The data is to be repeated exactly, with the images removed.

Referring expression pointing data
★ ★ ★ ★ ★ ★ ★
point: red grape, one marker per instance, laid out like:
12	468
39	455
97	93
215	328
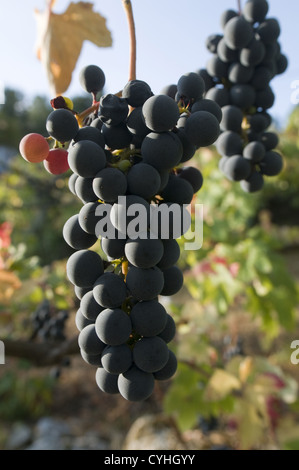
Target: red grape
34	148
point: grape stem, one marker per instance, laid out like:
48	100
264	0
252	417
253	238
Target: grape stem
239	7
129	13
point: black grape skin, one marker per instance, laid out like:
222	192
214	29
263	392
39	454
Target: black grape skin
144	253
92	79
89	307
77	264
202	128
86	158
190	87
89	341
113	326
136	92
62	125
109	184
117	359
160	113
106	382
143	180
162	150
148	318
109	290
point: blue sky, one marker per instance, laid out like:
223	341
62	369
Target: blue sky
171	38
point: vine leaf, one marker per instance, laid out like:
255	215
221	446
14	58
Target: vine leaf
60	38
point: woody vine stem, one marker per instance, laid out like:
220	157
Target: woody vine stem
129	13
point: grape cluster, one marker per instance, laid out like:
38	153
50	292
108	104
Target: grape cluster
246	57
48	324
129	153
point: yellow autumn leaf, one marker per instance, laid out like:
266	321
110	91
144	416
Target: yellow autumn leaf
60	38
8	284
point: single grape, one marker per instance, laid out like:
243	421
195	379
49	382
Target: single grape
62	125
117	359
136	92
56	162
92	79
75	236
81	321
144	252
109	290
254	151
160	113
113	326
136	385
163	150
109	184
148	318
145	284
89	341
112	109
107	382
209	106
190	87
218	94
84	267
202	128
89	307
143	180
86	158
90	133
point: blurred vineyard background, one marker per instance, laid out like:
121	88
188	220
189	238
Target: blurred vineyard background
237	315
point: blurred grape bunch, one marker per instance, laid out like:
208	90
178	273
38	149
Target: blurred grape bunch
58	47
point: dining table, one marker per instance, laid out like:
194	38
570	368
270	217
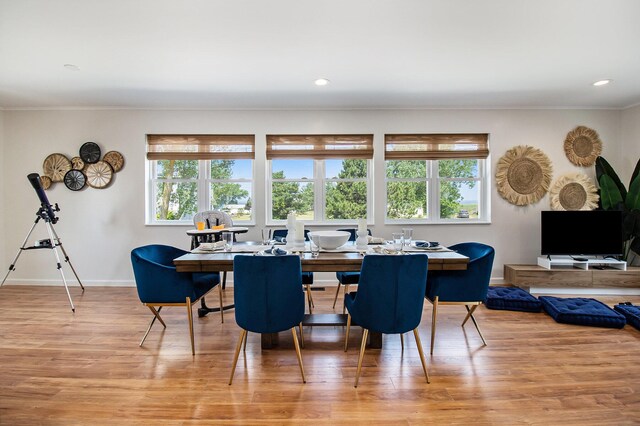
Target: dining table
347	258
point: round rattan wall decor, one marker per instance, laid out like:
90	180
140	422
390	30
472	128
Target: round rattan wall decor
582	146
523	175
55	166
573	191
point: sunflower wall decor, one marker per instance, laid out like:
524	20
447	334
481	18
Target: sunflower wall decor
523	175
573	191
582	146
85	169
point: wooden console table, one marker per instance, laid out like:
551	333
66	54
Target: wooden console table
526	276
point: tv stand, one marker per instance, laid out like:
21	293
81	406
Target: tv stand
564	262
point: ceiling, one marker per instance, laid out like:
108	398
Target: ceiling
266	54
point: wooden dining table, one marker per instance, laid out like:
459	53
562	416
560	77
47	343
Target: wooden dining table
324	262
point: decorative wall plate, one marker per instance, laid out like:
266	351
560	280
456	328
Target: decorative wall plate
115	160
45	181
523	175
582	146
90	152
99	174
573	191
77	163
75	180
55	166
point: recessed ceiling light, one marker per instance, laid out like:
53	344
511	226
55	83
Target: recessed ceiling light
602	82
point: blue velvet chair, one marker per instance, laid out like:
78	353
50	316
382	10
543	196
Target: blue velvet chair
268	298
389	299
159	284
307	277
468	287
347	278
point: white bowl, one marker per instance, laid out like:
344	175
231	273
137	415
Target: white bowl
329	239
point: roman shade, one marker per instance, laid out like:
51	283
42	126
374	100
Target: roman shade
436	146
200	147
319	147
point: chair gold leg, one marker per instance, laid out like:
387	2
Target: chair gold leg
301	336
190	317
346	338
156	315
416	334
335	299
221	310
473	319
363	345
298	353
309	299
243	337
434	317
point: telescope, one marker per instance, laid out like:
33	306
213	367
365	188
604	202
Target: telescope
★ ★ ★ ★ ★ ★ ★
◆ RESPONSE TO THE TASK:
point: red grape, one marker per instance, laid out like:
12	468
39	455
97	93
215	328
Target: red grape
34	148
point: grape stem, one marker per instance, laid out like:
48	100
264	0
252	417
253	238
Target: grape stem
239	7
129	13
point: black grape skin, one marker per instance, laid out like:
222	192
214	29
263	392
39	454
Target: black grape skin
144	253
92	79
89	307
77	264
202	128
86	158
190	87
89	341
113	326
136	92
62	125
109	184
117	359
160	113
106	382
143	180
162	150
148	318
109	290
point: blue sky, one marker per instance, laid out like:
223	341
62	369
Target: blue sky
171	38
point: vine leaf, one marker per instance, laid out like:
255	215
221	446
14	58
Target: vine leaf
60	38
point: woody vine stem, one marker per instance, laid out like:
220	157
Target: woody vine stem
129	13
point: grape cluster, one marker per instance, laid out like:
38	153
50	292
108	104
Target: grape cluster
246	57
48	324
129	153
point: yellow autumn leaf, one marker per instance, laid out like:
266	321
110	91
144	416
Target: yellow autumn leaf
60	38
8	284
point: single grape, one marker per instance, laid out like:
243	421
195	379
49	382
Target: single grape
62	125
117	359
136	92
56	162
92	79
75	236
81	321
144	252
109	290
254	151
160	113
113	326
136	385
163	150
109	184
148	318
145	284
89	341
112	109
107	382
209	106
190	87
218	94
84	267
202	128
89	307
143	180
86	158
90	133
point: blurred vineyard background, one marker per instance, laid out like:
121	88
188	220
189	238
Target: blurred vineyard background
237	315
point: blurred grape bunch, one marker per instance, laid out like:
208	90
178	273
38	149
Target: blurred grape bunch
58	47
point: dining table, one marker per instance, laid out like:
194	38
570	368
270	217
Target: dining table
347	258
point: round rattan wall decor, one marker per instance, laid out like:
90	180
140	422
390	30
472	128
Target: round rattan wall decor
582	146
523	175
55	166
573	191
point: sunflower wall decor, one marker per instance, laid out like:
524	20
447	334
481	18
Target: sunflower wall decor
523	175
573	191
582	146
85	169
point: wooden console table, one marker per instance, laid out like:
551	333
66	54
Target: wooden console table
526	276
point: tv stand, one marker per instance, laid out like:
21	293
81	406
Target: tv stand
564	262
point: ceiling, one marker per instance, laid out like:
108	398
Target: ceiling
266	54
point: wooden dining table, one marker per instance, laid out like:
459	53
562	416
560	77
47	343
Target: wooden dining table
324	262
point: decorative wall plate, one marker per instance, laid out like:
266	351
560	280
456	328
Target: decorative wall plate
115	160
45	181
523	175
582	146
90	152
99	174
573	191
77	163
75	180
55	166
point: recessed ceiling light, one marker per instance, laid out like:
53	344
511	226
55	83
Target: recessed ceiling light
602	82
point: blue velvet chair, one marker per instance, laid out like:
78	353
50	316
382	10
543	196
Target: blue velvet chair
268	298
389	299
159	284
307	277
468	287
347	278
point: white bowl, one marker per instance, laid out like:
344	175
231	273
137	415
Target: white bowl
329	239
point: roman shade, one marker per instance, laid out like:
51	283
42	126
374	100
Target: roman shade
436	146
200	147
319	147
point: chair gold leg, one marker per instance, laid out like:
387	2
Target: chair gold leg
301	336
190	317
346	338
156	315
416	334
335	299
221	310
473	319
363	345
298	353
309	299
243	337
434	317
point: telescope, one marker per instance, laid out like:
33	306
213	367
365	188
604	202
Target: telescope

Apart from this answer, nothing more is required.